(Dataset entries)
━━━━━━━━

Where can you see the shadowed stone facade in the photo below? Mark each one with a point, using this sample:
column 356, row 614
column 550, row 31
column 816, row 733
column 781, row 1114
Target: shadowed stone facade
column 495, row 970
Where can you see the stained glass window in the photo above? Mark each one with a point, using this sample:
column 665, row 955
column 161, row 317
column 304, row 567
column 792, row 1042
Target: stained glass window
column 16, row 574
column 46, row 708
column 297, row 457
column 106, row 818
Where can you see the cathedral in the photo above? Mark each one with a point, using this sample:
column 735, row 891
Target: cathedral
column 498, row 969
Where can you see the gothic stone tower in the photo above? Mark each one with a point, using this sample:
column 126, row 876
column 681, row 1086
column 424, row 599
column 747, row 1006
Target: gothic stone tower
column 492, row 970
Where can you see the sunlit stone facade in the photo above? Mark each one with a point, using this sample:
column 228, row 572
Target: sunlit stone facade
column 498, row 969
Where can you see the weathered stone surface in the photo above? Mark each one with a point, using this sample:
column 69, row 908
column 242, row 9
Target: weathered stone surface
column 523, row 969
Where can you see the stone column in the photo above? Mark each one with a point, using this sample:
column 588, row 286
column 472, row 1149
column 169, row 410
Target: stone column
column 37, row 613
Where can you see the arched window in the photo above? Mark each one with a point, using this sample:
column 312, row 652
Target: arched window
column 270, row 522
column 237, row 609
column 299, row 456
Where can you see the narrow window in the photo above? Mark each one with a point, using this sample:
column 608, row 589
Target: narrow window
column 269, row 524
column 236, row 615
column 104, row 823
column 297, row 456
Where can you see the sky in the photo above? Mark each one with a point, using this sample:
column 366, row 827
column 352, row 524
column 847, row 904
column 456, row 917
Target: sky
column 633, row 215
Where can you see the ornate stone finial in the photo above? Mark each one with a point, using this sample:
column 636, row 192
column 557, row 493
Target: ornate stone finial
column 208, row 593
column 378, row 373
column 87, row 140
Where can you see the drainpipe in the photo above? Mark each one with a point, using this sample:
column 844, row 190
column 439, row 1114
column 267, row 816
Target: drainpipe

━━━━━━━━

Print all records shown above, word for word.

Where can you see the shadowed stone facade in the photo below? Mark each one with a point, using this sample:
column 356, row 614
column 550, row 31
column 816, row 733
column 781, row 1114
Target: shadowed stone facade
column 495, row 970
Where can you see the stained glass window in the photo above? Mark each one with a point, using this sample:
column 665, row 955
column 161, row 317
column 304, row 567
column 792, row 1042
Target: stained glass window
column 16, row 574
column 46, row 708
column 297, row 457
column 106, row 818
Where can you see the cathedral in the photo above? Mark each one with a point, using this sample:
column 735, row 891
Target: cathedral
column 498, row 969
Where can you see the gothic stone tower in the photo above? Mark each one with a point, using this sample:
column 126, row 876
column 681, row 1086
column 424, row 599
column 747, row 1006
Target: gothic stone tower
column 492, row 970
Where can you see the sunlit stone facade in the photo above? Mark each one with a point, using this sample:
column 228, row 572
Target: sunlit stone facade
column 498, row 969
Where can you see the weathered stone surface in the photo above? Mark each one with a point, using this sample:
column 69, row 908
column 242, row 9
Target: weathered stone surface
column 523, row 969
Where can you see the stone column in the photo above? Mark each one with a point, using this sample:
column 588, row 286
column 472, row 1149
column 169, row 410
Target: stone column
column 37, row 613
Where can you see the arched window in the photo above? Mark each one with a point, using this sample:
column 312, row 652
Target: arched window
column 270, row 522
column 237, row 609
column 299, row 456
Where can you see the narrow window in the photo above? Mark each one with a point, using this sample:
column 608, row 589
Target: narrow window
column 269, row 524
column 236, row 615
column 104, row 823
column 297, row 456
Where can you see the sky in the photo above? Mark each one with a point, using this sample:
column 366, row 827
column 352, row 524
column 847, row 904
column 456, row 917
Target: sky
column 633, row 215
Where can you see the ornate stone finial in the photo above? Mark each one with a point, using this sample:
column 636, row 192
column 557, row 493
Target: ornate stone finial
column 208, row 593
column 378, row 373
column 87, row 140
Where can you see the drainpipe in the photo above? Mark each one with a point, using this sample:
column 844, row 190
column 439, row 1114
column 267, row 816
Target: drainpipe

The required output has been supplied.